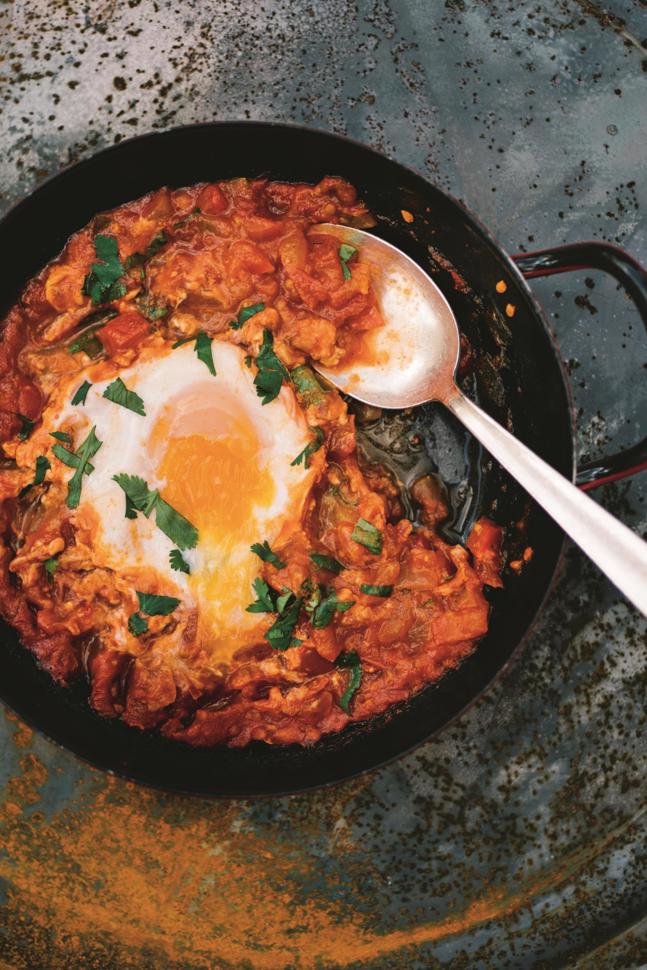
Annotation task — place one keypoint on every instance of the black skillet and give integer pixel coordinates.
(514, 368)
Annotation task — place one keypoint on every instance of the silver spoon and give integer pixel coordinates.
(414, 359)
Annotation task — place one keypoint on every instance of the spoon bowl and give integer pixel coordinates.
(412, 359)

========================================

Output each line of the material above as a numbered list, skipping blank lines and omitting the pictures.

* _RESULT OF THIS EXERCISE_:
1. Annotation task — place one keypoint on every instance of the black skillet and give integer pixel coordinates.
2. (514, 368)
3. Annotation task — place one keypoint on every instance of the silver spoon and give integer pixel coordinates.
4. (414, 359)
5. Annotation task — place one keypoint on every instance of the spoon bowl and give integer pixel coordinates.
6. (412, 359)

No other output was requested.